### TEXT SECTION
/---

I'm working on a new design for the log in or register page, and since we have some very unique constraints, this might be the first time I've done one of these pages that isn't reinventing the wheel.

Here are the goals:

  • Make the new version easier/no harder to use than the current version
  • Reduce the number of clicks, if possible, for common use cases
  • Try not to make the form look too daunting

Here are the constraints:

  • All of the open ID buttons (Google/Facebook/Yahoo, etc.) function equally well as sign-up or login buttons no matter how they are labeled
  • Because of SSL limitations, embedding any stack exchange sign-up or login forms requires an iframe
  • The forgot password feature only really works for stack exchange open IDs, but if you have forgotten how you signed in, the email that you get through this feature will point you in the right direction
  • Google, Facebook, and Stack Exchange open ID register/login covers over 95% of cases

So I've done three wireframes that head in different directions. I'm looking for suggestions on how to best balance the above goals and constraints (we definitely plan on split testing, but sometimes split testing doesn't uncover ease-of-use problems)

Option one: Put everything on the page, and duplicate the open ID buttons for clarity

enter image description here


  • Everything has an explicit label; no chance of a new user wondering where the Google sign-up button is
  • Reduces the number of clicks for the stack exchange login and sign up use cases by one


  • Puts a lot of things on the screen; may be intimidating

Option two: remove the redundancy from the open ID buttons

enter image description here


  • Less intimidating
  • Reduces the number of clicks for the stack exchange login and sign up use cases by one


  • Does the two column format work when there aren't explicit labels above the columns?

Option three: minimal

enter image description here


  • Much less intimidating, at first; reduces the number of decisions that need to be made immediately


  • Stretches the process out over several screens/clicks
  • UX is an art as much as a science, and as such choosing the best balance changes between situations. There is no "right" balance.
    – JohnGB
    Mar 5, 2013 at 19:49
  • Point taken, which is why I'm asking for what one might take into account when attempting to balance these things.

\---

### STORED DATA
/---

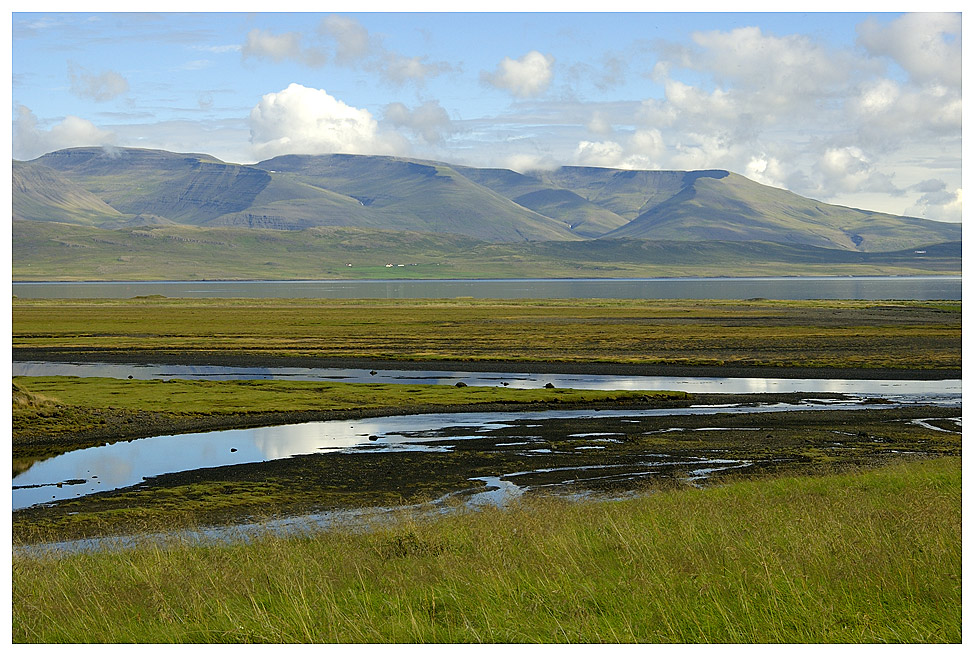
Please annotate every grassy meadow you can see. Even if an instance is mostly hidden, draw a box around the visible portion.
[11,297,962,644]
[12,298,961,370]
[12,458,961,643]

\---

### DO THIS
Carry on the post about redesigning the log-in and sign-up page, picking up right after its last sentence. You won't need the data for this.

### RESPONSE FOR THIS EXERCISE
    – Jeremy T
    Mar 5, 2013 at 19:57

3 Answers 3


I think tabs solve your problem. Something like this mini-form:

enter image description here

  • Yeah, I'm warming up to this option. It just means that we're going to have to be careful to specify default tab in a lot of situations. I would want someone to have to come through expecting a sign-up form but having to click on a tab first.
    – Jeremy T
    Mar 6, 2013 at 16:53
  • Of course we should take into account all these risks. But SignUp form much more dependent on content of the site than Login form. Google mail, as well as most others, has SignUp link (Create account) invisible relatively to Login form. From the other side, every hosting provider has 5 huge SignUps and just little Login link somewhere in up right corner of webpage. This is your responsibility to properly define most valuable function for your site. But it's hard to find situation where both of them are equally important.
    – Serg
    Mar 6, 2013 at 19:42

Option Two: I would recommend going with Option two since it clearly calls out the different actions a user can take i.e.

  1. Sign in with Facebook
  2. Sign in with Google
  3. Sign in with his account details.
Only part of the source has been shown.